§ **Your instructions**
Swap every "loader" for "excavator" in the rows, starting at the first row and ending at the line containing "column 81, row 215", and write out only those lines with all else unchanged.

§ **Records provided**
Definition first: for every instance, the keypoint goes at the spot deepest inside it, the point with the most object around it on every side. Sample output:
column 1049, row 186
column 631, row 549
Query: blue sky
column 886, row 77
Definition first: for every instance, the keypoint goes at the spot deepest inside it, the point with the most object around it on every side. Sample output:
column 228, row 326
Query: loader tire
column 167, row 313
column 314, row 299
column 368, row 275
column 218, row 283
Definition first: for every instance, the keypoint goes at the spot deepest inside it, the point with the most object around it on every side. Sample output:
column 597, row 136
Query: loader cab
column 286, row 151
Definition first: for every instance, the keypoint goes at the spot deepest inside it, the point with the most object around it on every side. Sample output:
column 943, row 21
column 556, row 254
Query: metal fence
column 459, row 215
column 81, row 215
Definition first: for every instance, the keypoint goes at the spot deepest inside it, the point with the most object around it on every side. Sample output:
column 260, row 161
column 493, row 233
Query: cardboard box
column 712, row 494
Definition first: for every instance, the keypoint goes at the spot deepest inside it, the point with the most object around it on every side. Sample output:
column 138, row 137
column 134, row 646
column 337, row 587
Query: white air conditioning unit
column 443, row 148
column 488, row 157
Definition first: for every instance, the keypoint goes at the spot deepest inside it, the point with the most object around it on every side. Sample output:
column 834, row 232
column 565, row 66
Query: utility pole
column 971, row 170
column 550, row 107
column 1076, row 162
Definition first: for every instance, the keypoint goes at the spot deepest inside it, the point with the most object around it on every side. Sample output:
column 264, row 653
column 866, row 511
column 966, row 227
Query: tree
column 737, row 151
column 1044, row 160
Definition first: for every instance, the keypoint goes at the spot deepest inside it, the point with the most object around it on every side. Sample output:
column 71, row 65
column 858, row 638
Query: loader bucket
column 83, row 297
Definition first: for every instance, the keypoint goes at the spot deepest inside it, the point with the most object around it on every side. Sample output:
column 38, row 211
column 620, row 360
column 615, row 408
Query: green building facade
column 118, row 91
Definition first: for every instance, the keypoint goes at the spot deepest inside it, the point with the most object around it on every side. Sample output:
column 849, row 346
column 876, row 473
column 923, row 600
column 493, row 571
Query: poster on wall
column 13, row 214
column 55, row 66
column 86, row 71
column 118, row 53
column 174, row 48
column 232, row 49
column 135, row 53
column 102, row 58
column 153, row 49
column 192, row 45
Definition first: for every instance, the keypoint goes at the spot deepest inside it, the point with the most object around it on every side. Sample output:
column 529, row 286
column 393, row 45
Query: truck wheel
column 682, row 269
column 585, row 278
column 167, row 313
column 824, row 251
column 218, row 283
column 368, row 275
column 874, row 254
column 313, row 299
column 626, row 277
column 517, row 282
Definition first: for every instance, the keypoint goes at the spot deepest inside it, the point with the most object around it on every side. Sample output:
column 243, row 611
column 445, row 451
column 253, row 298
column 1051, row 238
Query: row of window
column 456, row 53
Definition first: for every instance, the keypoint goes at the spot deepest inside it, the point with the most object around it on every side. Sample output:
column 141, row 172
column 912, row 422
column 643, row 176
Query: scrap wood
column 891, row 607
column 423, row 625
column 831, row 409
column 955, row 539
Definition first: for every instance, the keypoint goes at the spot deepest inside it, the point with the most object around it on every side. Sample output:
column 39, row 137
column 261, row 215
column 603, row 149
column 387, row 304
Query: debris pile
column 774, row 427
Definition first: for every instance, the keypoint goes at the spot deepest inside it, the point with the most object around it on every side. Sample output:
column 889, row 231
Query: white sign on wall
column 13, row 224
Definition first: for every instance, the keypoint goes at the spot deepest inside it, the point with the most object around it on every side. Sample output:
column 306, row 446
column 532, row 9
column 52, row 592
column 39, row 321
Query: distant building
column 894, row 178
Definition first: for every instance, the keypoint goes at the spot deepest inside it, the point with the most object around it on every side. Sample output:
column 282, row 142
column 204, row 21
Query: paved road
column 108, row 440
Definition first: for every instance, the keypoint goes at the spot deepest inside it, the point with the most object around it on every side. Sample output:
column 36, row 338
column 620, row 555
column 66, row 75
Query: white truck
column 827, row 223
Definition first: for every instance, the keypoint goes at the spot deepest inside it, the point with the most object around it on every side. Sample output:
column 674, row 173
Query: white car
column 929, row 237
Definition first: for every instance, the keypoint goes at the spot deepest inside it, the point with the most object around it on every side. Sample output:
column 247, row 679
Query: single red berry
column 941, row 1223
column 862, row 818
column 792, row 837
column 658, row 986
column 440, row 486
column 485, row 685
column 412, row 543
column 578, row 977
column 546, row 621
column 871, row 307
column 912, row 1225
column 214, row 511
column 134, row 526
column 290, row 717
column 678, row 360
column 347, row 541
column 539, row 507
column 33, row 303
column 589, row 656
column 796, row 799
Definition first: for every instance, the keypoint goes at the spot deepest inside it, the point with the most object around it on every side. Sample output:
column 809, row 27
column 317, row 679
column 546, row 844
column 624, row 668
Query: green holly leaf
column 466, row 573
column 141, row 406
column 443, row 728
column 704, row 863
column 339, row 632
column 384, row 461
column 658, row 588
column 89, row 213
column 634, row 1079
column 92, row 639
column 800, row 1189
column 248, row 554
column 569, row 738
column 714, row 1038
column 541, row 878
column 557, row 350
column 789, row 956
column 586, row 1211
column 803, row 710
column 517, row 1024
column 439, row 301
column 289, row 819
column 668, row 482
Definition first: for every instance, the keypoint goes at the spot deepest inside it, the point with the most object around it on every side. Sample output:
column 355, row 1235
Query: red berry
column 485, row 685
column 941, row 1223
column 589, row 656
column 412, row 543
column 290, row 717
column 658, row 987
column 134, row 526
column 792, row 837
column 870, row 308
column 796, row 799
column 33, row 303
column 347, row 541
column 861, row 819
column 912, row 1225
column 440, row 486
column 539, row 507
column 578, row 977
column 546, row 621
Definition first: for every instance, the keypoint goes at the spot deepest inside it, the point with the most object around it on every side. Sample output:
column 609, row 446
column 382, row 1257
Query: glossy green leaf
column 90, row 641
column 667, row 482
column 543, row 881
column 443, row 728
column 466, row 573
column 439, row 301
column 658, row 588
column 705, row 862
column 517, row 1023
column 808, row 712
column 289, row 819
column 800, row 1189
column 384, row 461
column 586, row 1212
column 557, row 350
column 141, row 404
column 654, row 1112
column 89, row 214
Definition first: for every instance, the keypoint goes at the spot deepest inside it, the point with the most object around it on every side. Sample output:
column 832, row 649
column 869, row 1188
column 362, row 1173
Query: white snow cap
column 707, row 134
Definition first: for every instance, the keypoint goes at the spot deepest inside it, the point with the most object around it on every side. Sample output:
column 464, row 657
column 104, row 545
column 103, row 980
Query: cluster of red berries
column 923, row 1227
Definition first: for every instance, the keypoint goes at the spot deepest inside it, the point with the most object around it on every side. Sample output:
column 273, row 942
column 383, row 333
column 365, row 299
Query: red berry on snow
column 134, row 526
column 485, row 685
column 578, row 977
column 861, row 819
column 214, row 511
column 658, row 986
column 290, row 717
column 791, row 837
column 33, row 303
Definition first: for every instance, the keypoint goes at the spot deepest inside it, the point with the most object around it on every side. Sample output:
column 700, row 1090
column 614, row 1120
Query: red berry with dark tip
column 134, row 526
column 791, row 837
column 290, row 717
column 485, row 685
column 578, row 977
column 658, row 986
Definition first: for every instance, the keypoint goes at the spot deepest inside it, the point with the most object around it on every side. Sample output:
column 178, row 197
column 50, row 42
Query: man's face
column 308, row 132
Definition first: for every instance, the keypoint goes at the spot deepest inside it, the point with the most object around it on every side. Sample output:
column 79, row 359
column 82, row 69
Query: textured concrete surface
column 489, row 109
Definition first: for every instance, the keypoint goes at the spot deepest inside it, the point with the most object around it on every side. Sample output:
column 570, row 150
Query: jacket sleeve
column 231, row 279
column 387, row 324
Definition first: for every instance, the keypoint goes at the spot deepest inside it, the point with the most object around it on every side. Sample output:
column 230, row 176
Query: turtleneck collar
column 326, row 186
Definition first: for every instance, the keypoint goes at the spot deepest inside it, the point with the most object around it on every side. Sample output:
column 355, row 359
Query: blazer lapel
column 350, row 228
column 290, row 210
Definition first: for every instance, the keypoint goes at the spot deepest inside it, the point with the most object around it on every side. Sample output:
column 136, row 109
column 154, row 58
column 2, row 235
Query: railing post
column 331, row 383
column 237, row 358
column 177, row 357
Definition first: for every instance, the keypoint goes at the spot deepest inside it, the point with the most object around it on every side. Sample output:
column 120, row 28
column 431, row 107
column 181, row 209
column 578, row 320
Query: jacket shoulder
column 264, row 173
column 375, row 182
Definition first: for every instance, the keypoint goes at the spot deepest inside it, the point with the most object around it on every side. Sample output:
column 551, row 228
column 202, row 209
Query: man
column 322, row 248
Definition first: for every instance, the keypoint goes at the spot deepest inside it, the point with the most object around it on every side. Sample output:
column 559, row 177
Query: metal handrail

§ **Correct result**
Definition first: for every instance, the keypoint goes at the spot deepest inside it, the point with the most object around it on every side. Sample output:
column 1049, row 186
column 631, row 549
Query: blue sky
column 886, row 77
Definition first: for every instance, the keypoint goes at the spot deepest inside it, the point with the most object around it on every side. Sample output:
column 228, row 326
Query: excavator tire
column 167, row 313
column 314, row 299
column 368, row 275
column 218, row 283
Definition first: for every instance, the keypoint goes at the spot deepest inside it, the point with the most object around it on every side. Sample output:
column 597, row 136
Query: excavator cab
column 286, row 151
Definition first: for every instance, the keypoint goes at the spot deepest inside it, the point with the most object around it on every side. Sample output:
column 943, row 21
column 556, row 254
Query: metal fence
column 459, row 215
column 81, row 215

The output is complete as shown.